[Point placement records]
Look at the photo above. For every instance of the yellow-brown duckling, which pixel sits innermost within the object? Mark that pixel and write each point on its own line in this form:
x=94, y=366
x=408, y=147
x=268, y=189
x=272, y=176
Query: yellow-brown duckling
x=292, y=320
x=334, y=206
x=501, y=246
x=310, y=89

GIVEN TASK: Update the material so that "yellow-brown duckling" becomes "fluffy yellow duckling" everywhere it occurs, leaving every other word unchanged.

SOLVED EXERCISE:
Look at the photo above. For every instance of the fluffy yellow duckling, which pixel sits innermost within the object? Mark that pixel and write each point on its own line in this form:
x=94, y=366
x=408, y=147
x=268, y=189
x=272, y=176
Query: fluffy yellow duckling
x=292, y=320
x=334, y=206
x=501, y=246
x=310, y=89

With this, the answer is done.